(Stated problem): Write out the entries below word for word, from the line containing "Find the mown" up to and including the line containing "74L130 69L133 67L125". Omit any picture from your copy.

(Named region outline entries)
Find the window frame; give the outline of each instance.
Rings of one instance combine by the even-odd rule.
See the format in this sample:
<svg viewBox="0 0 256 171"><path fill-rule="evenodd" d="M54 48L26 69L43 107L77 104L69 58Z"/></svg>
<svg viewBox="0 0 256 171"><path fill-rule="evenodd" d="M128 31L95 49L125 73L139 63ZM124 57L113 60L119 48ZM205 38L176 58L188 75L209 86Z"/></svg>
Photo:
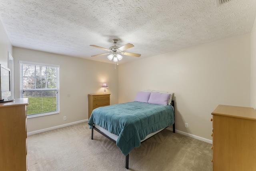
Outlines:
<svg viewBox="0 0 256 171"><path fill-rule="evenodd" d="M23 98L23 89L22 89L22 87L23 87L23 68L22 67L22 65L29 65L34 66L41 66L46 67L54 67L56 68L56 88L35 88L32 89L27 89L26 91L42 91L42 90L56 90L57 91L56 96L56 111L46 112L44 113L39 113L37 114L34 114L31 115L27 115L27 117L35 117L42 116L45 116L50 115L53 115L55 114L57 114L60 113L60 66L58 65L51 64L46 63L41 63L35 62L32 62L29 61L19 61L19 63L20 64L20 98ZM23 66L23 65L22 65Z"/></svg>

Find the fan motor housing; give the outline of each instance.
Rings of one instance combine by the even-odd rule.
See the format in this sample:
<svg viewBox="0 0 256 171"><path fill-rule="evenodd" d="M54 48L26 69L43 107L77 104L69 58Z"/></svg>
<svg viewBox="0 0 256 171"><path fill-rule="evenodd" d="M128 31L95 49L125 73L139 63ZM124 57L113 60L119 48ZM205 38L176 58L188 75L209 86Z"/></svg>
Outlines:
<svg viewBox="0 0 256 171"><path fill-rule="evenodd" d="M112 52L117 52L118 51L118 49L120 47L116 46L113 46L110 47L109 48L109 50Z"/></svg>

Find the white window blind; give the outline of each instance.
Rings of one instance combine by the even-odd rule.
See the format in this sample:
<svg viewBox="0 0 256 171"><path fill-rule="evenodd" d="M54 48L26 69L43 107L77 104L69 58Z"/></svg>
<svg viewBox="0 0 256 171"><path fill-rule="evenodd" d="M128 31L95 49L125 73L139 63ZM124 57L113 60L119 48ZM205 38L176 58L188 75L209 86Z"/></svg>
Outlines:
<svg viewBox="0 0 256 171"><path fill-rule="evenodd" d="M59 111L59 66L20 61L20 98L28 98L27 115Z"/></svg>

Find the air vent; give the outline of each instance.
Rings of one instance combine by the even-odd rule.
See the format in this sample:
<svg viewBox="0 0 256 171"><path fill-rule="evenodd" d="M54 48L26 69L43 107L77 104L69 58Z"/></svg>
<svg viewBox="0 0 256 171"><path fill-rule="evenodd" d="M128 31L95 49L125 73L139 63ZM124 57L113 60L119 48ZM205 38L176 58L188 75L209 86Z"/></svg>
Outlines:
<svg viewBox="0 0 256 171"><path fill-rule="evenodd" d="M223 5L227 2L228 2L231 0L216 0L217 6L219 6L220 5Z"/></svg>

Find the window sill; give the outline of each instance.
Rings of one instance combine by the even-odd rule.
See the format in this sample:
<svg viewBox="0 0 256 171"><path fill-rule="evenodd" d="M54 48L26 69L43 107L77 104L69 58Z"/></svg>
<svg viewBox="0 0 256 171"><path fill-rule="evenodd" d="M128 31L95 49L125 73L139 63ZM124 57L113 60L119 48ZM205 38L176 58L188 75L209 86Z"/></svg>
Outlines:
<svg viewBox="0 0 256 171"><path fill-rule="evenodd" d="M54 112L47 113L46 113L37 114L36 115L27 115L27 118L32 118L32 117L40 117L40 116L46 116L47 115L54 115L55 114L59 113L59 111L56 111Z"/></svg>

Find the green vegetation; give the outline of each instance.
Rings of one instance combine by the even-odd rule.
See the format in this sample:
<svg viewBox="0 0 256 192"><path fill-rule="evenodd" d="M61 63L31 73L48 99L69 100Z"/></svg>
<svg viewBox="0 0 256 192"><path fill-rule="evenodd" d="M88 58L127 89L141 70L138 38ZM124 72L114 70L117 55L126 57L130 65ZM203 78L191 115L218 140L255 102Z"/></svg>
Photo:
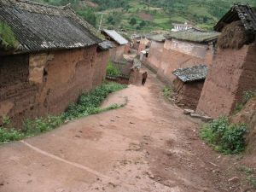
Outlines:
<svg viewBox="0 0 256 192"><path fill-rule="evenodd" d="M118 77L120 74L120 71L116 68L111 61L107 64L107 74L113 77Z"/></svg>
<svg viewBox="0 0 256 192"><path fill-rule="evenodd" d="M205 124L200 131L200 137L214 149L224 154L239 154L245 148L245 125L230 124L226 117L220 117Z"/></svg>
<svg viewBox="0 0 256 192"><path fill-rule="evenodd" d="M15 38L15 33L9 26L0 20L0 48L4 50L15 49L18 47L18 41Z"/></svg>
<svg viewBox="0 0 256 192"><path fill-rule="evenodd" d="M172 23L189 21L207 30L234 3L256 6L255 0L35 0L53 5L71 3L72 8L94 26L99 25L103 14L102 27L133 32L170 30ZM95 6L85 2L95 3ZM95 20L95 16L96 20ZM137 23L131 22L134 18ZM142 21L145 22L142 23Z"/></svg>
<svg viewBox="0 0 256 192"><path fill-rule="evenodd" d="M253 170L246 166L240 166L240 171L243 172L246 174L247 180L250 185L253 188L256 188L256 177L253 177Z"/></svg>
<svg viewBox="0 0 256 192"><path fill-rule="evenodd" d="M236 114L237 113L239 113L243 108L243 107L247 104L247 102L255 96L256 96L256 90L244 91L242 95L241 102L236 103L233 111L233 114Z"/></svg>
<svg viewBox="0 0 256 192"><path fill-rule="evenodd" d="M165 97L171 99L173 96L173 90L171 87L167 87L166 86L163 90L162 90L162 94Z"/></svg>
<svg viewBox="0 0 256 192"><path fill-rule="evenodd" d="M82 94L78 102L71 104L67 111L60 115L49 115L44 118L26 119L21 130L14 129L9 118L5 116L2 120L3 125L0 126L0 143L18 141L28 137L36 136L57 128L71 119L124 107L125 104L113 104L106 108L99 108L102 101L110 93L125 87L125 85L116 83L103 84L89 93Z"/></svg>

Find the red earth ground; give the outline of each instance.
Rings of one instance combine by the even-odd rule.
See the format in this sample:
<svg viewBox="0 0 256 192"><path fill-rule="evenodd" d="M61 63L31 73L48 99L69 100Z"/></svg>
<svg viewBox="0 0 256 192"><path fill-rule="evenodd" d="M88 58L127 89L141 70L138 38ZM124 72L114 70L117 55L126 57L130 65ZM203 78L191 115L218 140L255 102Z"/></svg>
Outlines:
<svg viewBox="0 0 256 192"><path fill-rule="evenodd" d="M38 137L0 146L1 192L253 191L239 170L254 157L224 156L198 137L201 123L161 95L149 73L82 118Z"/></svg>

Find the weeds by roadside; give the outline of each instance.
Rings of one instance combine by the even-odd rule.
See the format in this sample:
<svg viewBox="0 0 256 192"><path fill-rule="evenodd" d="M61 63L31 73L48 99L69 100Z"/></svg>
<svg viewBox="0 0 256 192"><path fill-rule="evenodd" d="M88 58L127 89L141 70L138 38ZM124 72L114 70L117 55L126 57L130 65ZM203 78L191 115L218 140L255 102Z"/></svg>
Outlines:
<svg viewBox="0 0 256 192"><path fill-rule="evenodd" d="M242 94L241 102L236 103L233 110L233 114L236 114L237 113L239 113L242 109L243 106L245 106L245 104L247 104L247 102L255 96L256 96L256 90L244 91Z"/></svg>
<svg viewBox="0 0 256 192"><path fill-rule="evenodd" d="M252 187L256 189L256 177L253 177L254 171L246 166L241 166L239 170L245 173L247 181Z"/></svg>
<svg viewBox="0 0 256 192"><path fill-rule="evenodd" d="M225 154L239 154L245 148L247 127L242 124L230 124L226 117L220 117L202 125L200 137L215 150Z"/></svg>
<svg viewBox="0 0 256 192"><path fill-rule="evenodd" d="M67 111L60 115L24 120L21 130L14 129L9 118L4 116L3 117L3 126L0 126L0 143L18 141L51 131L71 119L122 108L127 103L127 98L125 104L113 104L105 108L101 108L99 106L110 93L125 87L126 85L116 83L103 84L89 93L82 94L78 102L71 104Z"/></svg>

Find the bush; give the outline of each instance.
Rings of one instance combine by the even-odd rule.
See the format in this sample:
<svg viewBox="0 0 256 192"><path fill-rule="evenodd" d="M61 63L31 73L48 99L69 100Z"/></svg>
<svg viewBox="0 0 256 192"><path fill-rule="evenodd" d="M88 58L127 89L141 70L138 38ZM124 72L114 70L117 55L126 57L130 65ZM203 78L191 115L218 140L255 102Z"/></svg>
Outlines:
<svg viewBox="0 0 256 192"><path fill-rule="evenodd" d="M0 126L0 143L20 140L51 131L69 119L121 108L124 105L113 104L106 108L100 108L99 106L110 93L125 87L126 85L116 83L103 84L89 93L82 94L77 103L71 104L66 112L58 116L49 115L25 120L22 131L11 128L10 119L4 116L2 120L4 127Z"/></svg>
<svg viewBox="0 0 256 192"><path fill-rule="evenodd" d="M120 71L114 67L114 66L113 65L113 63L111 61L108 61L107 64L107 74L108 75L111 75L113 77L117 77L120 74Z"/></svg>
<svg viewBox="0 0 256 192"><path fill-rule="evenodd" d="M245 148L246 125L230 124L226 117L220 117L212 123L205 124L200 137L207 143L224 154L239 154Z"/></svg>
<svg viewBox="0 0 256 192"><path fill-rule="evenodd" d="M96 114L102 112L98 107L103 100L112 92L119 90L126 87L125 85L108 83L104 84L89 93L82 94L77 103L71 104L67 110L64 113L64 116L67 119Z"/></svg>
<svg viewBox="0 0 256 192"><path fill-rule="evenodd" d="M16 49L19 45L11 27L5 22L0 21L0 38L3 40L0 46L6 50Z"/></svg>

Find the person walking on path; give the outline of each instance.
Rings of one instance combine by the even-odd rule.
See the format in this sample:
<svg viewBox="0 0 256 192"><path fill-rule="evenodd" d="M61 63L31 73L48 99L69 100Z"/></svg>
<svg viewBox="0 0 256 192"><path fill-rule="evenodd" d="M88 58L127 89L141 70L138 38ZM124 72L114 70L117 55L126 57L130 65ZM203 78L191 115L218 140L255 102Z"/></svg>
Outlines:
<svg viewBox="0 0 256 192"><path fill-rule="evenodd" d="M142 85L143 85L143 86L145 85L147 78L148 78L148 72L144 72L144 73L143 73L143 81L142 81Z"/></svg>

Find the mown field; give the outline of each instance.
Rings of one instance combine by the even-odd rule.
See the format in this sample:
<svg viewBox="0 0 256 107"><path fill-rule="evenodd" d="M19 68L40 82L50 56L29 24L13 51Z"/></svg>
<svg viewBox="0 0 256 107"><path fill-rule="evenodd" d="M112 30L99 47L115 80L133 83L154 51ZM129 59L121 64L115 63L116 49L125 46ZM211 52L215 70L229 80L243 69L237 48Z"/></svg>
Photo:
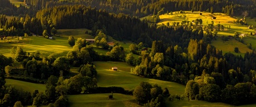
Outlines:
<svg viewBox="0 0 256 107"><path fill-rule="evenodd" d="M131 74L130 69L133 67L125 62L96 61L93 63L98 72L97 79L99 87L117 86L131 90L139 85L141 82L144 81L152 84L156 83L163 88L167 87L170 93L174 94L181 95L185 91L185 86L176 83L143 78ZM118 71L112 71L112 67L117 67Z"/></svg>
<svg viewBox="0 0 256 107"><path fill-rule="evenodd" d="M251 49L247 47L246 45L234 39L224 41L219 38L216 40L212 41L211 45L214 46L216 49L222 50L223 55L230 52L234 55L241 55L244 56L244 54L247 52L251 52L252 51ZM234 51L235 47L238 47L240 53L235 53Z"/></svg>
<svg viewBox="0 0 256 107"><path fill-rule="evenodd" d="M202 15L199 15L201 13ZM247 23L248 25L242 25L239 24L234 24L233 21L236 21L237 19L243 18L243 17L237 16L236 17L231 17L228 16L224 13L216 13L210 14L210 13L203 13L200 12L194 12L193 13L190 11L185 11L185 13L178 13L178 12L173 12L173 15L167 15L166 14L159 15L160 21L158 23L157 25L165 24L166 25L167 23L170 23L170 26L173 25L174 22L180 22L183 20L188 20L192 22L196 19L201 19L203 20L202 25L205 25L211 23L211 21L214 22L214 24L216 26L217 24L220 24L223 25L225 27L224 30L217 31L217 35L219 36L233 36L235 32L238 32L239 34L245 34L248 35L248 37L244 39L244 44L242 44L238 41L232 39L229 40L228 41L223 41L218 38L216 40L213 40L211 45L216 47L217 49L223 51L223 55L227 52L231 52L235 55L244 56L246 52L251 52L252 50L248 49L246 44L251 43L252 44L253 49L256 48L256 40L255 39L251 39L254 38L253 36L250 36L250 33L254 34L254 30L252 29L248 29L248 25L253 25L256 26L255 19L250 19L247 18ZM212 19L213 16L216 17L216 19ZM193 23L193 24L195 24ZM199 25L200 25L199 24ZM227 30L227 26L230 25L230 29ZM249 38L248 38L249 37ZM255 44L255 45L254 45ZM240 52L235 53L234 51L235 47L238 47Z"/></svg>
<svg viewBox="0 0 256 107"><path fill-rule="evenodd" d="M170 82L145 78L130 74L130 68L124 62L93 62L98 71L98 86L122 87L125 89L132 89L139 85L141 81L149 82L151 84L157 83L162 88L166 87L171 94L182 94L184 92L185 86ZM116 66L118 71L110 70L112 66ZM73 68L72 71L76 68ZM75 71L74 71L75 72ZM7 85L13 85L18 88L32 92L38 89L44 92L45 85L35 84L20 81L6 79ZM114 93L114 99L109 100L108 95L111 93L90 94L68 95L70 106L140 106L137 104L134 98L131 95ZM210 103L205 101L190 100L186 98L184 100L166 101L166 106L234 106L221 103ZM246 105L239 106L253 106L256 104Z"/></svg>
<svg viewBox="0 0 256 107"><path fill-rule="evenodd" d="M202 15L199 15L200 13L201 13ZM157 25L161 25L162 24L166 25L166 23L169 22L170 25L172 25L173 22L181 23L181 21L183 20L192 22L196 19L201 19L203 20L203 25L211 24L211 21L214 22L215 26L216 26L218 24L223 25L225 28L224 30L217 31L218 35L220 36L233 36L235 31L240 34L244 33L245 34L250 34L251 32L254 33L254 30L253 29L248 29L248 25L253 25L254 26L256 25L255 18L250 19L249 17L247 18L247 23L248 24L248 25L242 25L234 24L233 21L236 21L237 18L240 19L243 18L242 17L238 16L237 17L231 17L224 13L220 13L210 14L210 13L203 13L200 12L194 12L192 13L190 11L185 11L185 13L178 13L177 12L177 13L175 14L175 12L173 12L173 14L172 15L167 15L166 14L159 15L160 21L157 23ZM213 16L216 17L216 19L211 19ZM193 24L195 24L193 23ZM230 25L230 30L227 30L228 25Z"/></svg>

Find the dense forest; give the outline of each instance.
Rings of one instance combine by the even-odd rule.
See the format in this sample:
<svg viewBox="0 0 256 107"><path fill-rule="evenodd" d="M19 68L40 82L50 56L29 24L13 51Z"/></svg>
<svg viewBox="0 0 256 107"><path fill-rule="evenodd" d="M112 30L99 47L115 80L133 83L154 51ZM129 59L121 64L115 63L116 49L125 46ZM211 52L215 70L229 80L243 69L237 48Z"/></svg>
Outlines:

(Result for this exercise):
Find the mown field; give the outline of each instance.
Rings of one instance combine by the even-odd rule.
See the format in this sample:
<svg viewBox="0 0 256 107"><path fill-rule="evenodd" d="M19 68L40 82L50 56L29 24L13 51Z"/></svg>
<svg viewBox="0 0 256 107"><path fill-rule="evenodd" d="M112 30L99 47L115 80L133 83L154 51ZM129 59L121 64L115 63L116 49L125 46ZM211 52L215 70L229 80L243 69L237 48Z"/></svg>
Photo:
Outlines:
<svg viewBox="0 0 256 107"><path fill-rule="evenodd" d="M131 74L130 69L133 67L125 62L96 61L93 63L98 72L97 79L99 87L117 86L131 90L139 85L141 82L144 81L152 84L156 83L163 88L167 87L170 93L174 94L181 95L185 91L185 86L176 83L143 78ZM118 71L112 71L112 67L117 67Z"/></svg>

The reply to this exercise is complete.